■ **EXERCISE DETAILS**
Reproduce all the entries exactly.

■ **STORED RECORDS**
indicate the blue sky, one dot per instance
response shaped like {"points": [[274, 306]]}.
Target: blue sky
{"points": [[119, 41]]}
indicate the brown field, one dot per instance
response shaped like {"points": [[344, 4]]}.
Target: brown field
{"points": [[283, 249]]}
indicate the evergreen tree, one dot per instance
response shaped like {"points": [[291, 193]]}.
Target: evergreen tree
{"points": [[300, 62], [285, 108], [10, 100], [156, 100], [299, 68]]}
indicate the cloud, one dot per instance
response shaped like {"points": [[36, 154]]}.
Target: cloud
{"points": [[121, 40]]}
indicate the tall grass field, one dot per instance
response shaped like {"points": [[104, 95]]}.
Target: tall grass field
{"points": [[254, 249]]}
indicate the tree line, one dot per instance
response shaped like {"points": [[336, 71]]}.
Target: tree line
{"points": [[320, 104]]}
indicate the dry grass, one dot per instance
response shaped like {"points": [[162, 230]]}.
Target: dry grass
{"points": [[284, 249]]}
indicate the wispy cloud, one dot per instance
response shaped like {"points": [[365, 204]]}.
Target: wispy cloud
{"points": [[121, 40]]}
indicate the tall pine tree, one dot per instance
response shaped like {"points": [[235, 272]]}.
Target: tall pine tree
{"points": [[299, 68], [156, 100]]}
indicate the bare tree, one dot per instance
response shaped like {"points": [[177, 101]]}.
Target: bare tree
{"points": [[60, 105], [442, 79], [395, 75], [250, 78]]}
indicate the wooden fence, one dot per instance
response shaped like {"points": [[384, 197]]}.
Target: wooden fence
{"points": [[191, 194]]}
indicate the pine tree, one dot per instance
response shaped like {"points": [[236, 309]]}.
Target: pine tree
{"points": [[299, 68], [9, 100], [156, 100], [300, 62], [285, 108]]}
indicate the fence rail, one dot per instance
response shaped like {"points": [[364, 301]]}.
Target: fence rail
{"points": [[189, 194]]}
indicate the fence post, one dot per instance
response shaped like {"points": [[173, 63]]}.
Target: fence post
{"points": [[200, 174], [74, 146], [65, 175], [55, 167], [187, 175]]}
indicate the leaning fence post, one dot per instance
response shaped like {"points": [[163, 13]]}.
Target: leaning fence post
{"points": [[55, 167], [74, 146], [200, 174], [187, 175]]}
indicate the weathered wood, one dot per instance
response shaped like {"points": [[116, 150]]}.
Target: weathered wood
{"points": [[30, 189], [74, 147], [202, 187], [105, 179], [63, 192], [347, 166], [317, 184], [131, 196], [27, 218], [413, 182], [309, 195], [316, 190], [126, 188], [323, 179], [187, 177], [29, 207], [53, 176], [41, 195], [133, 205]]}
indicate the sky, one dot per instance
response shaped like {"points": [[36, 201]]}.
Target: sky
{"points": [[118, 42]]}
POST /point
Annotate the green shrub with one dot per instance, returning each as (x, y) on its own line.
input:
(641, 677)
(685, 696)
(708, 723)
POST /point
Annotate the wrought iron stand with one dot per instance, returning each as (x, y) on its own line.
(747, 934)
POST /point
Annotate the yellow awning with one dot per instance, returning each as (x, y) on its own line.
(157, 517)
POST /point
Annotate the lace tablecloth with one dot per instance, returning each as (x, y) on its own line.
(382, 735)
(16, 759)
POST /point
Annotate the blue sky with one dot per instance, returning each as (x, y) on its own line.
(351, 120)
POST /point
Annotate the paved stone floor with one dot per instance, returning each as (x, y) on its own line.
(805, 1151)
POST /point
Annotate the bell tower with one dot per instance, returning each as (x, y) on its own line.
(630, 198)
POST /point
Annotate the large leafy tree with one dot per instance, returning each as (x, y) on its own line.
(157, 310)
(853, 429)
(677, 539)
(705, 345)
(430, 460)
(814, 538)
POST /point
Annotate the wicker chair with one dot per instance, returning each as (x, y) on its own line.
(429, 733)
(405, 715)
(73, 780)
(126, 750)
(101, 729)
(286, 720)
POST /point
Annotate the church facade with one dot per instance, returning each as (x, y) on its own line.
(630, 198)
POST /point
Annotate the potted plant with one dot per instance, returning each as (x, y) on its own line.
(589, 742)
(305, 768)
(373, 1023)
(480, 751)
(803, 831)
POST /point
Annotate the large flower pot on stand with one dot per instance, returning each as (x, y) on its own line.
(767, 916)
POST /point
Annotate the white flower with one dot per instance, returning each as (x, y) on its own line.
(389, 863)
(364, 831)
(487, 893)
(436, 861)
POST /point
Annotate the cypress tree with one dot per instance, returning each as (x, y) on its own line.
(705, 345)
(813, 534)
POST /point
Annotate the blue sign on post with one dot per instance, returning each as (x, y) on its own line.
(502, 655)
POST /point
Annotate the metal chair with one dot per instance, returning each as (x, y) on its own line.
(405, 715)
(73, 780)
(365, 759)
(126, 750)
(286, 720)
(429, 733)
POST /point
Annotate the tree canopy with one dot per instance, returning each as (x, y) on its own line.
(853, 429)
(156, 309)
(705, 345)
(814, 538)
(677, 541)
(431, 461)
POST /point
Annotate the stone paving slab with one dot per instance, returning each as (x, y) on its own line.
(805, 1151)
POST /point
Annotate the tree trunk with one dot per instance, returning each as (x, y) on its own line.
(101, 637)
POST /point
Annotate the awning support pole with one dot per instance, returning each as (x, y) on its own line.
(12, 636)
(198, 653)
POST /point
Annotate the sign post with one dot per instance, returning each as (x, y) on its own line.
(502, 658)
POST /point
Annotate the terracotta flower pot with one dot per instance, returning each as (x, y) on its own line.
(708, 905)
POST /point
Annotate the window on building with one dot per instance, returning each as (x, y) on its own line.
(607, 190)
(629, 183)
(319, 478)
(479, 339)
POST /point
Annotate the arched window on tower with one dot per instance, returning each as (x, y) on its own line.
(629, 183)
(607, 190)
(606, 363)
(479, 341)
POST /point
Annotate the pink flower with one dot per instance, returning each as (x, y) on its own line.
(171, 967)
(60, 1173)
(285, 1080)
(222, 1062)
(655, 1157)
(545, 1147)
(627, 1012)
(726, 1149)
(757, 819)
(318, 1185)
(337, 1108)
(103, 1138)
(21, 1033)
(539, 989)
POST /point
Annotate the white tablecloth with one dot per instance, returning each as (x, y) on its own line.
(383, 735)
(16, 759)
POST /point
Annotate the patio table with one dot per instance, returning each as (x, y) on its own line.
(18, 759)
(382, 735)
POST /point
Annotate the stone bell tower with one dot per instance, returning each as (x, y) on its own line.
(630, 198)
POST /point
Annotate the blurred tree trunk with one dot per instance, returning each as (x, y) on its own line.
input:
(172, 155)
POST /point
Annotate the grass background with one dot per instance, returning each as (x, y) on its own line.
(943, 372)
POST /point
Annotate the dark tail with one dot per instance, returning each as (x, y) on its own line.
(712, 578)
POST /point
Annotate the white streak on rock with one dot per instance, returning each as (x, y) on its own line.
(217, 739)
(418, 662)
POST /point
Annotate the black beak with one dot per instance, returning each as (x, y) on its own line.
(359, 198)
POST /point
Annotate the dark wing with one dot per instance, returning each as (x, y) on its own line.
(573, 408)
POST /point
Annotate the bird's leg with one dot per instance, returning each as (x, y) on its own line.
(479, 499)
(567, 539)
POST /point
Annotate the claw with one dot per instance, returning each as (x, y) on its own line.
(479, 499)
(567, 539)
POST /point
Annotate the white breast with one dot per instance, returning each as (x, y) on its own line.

■ **TASK OUTPUT**
indicate the blue sky, one dot per instance
response shaped like {"points": [[274, 306]]}.
Target: blue sky
{"points": [[119, 41]]}
indicate the brown field, one dot per instance
response shaped like {"points": [[344, 4]]}.
Target: brown field
{"points": [[283, 249]]}
indicate the evergreen tree, one dot per instance
response shaped like {"points": [[291, 193]]}.
Target: evergreen tree
{"points": [[300, 62], [285, 108], [10, 100], [156, 100], [299, 68]]}
indicate the cloud, one dot per instance
response shaped like {"points": [[36, 154]]}.
Target: cloud
{"points": [[121, 40]]}
indicate the tall grass field, one dot per instance
response shaped like {"points": [[104, 95]]}.
Target: tall grass field
{"points": [[254, 249]]}
indicate the tree line, one dot per instance
response shaped like {"points": [[336, 71]]}.
Target: tree line
{"points": [[320, 104]]}
indicate the dry grass, one dot per instance
response shaped like {"points": [[162, 230]]}.
Target: dry grass
{"points": [[284, 249]]}
indicate the wispy cloud, one dot per instance
response shaped like {"points": [[365, 204]]}.
Target: wispy cloud
{"points": [[121, 40]]}
indicate the tall pine tree, one dot per instance
response shaped like {"points": [[235, 272]]}.
Target: tall pine tree
{"points": [[299, 68], [156, 100]]}
indicate the bare tree, one dot per instance
response shaped like {"points": [[177, 101]]}.
Target: bare tree
{"points": [[60, 105], [442, 79], [395, 75], [250, 78]]}
indicate the wooden fence, one dot per instance
response shaped like {"points": [[384, 197]]}.
Target: wooden fence
{"points": [[191, 194]]}
indicate the pine tree, one dot per instance
response shaped like {"points": [[236, 309]]}.
Target: pine tree
{"points": [[299, 68], [9, 100], [156, 100], [300, 62], [285, 108]]}
indicate the fence rail, one dot per instance
response shaped like {"points": [[364, 301]]}.
Target: fence rail
{"points": [[189, 194]]}
indicate the fence post, one dot per instance
response shaped like {"points": [[173, 63]]}.
Target: fence post
{"points": [[200, 174], [74, 146], [65, 175], [55, 167], [187, 175]]}
indicate the leaning fence post, one dot per instance
response shaped like {"points": [[163, 13]]}.
Target: leaning fence post
{"points": [[55, 167], [74, 146], [200, 174], [187, 175]]}
indicate the weathered wood, one dot per instance
response shaped like {"points": [[116, 150]]}.
Target: weathered wood
{"points": [[30, 189], [74, 147], [202, 187], [105, 179], [63, 192], [347, 166], [317, 184], [131, 196], [27, 218], [413, 182], [309, 195], [316, 190], [126, 188], [323, 179], [187, 177], [29, 207], [53, 176], [41, 195], [133, 205]]}
indicate the sky, one dot per instance
response shaped like {"points": [[36, 201]]}.
Target: sky
{"points": [[118, 42]]}
POST /point
Annotate the green shrub with one dot per instance, returning each as (x, y) on its own line.
input:
(641, 677)
(685, 696)
(708, 723)
POST /point
Annotate the wrought iron stand with one dot per instance, returning each as (x, y) on its own line.
(747, 934)
POST /point
Annotate the yellow awning with one dot per instance, returning each as (x, y) on its own line.
(157, 517)
POST /point
Annotate the lace tablecloth with one dot per instance, returning each as (x, y) on its own line.
(382, 735)
(16, 759)
POST /point
Annotate the blue sky with one dot per instance, returning each as (x, y) on its own line.
(351, 120)
POST /point
Annotate the paved stone floor with one dot per instance, returning each as (x, y) on its own line.
(805, 1151)
POST /point
Annotate the bell tower with one dot per instance, returning each as (x, y) on its own line.
(630, 198)
POST /point
Annotate the large leafy tree with one dot per instance, returning each as (x, y) on its own line.
(157, 310)
(853, 429)
(677, 539)
(705, 345)
(430, 460)
(814, 538)
POST /point
Annotate the wicker chair with one dot per instance, returning each as (x, y) on its own line.
(429, 733)
(405, 715)
(73, 780)
(126, 750)
(101, 729)
(286, 720)
POST /point
Annotate the church facade with one dot per instance, returning each as (x, y) on its own line.
(630, 198)
POST /point
Annotate the potted plant with one dot per instance, returning each as (x, y) on its own line.
(589, 742)
(305, 768)
(373, 1023)
(480, 751)
(803, 831)
POST /point
Annotate the large flower pot on stand with one dot per instance, returning each as (x, y) on its own line.
(767, 916)
POST /point
Annotate the white flower with one dot per instance, returning each as (x, y) on its own line.
(389, 863)
(364, 831)
(487, 893)
(436, 861)
POST /point
Annotate the cypress tree with one dot per instance, returning each as (x, y) on its own line.
(705, 345)
(813, 534)
POST /point
Annotate the blue sign on post with one dot per instance, returning each as (x, y) on its own line.
(502, 655)
POST /point
Annotate the metal chair with one dot per instance, returning each as (x, y) on its own line.
(405, 715)
(73, 780)
(365, 759)
(126, 750)
(286, 720)
(429, 733)
POST /point
Annotate the tree canopy with one dot per instance, returning each as (x, y) on its own line.
(853, 429)
(156, 309)
(705, 345)
(814, 538)
(677, 541)
(431, 461)
POST /point
Annotate the stone paving slab with one dot per instance, returning each as (x, y) on its own line.
(805, 1151)
POST /point
Annotate the tree trunk with one dot per instance, returning each as (x, y) on its own line.
(101, 637)
POST /point
Annotate the awning support pole with one dot per instance, returning each as (x, y) on its own line.
(12, 636)
(198, 653)
POST /point
Annotate the sign post with one dot per instance, returning each as (x, y) on its own line.
(502, 658)
POST /point
Annotate the terracotta flower pot with one dot per instance, returning each as (x, y) on its own line.
(708, 905)
POST /point
Annotate the window on building with one dot per instance, returning each as (x, y) on its own line.
(607, 190)
(629, 183)
(319, 478)
(479, 339)
POST /point
Annotate the arched window on tower with one dot per instance, returning each as (x, y) on its own line.
(629, 183)
(607, 190)
(606, 363)
(479, 341)
POST /point
Annotate the pink flower with one dot per instance, returning each as (x, y) on its own line.
(171, 967)
(60, 1173)
(285, 1080)
(222, 1062)
(655, 1157)
(545, 1147)
(627, 1012)
(726, 1149)
(757, 819)
(318, 1185)
(337, 1108)
(103, 1138)
(21, 1033)
(539, 989)
POST /point
Annotate the white tablecloth with one dot per instance, returning each as (x, y) on its own line.
(383, 735)
(16, 759)
POST /point
Annotate the patio table with one dot per instance, returning each as (x, y) on its own line.
(18, 759)
(382, 735)
POST /point
Annotate the stone bell tower with one dot per instance, returning each as (x, y) on its own line.
(630, 198)
POST /point
Annotate the blurred tree trunk with one dot per instance, returning each as (x, y) on its own line.
input:
(172, 155)
POST /point
Annotate the grass background with one dot per instance, returning each as (x, y) on its own line.
(943, 372)
POST /point
Annotate the dark tail with one dot per instance, returning each as (x, y) on its own line.
(712, 578)
POST /point
Annotate the white streak on rock with one dot per instance, returning each as (x, y) on its own line.
(217, 739)
(418, 662)
POST /point
Annotate the black beak with one dot per instance, returning each as (x, y) on its own line.
(359, 198)
POST /point
Annotate the dark wing with one dot per instance, returning each as (x, y) on its own line.
(573, 408)
POST /point
Annotate the bird's leg with one dot per instance, returning each as (x, y) on its own line.
(479, 499)
(567, 539)
POST /point
Annotate the claw with one dot per instance, returning each as (x, y) on its own line.
(479, 499)
(567, 539)
POST /point
Annotate the white breast with one dot per instance, returning each as (x, y) on its own line.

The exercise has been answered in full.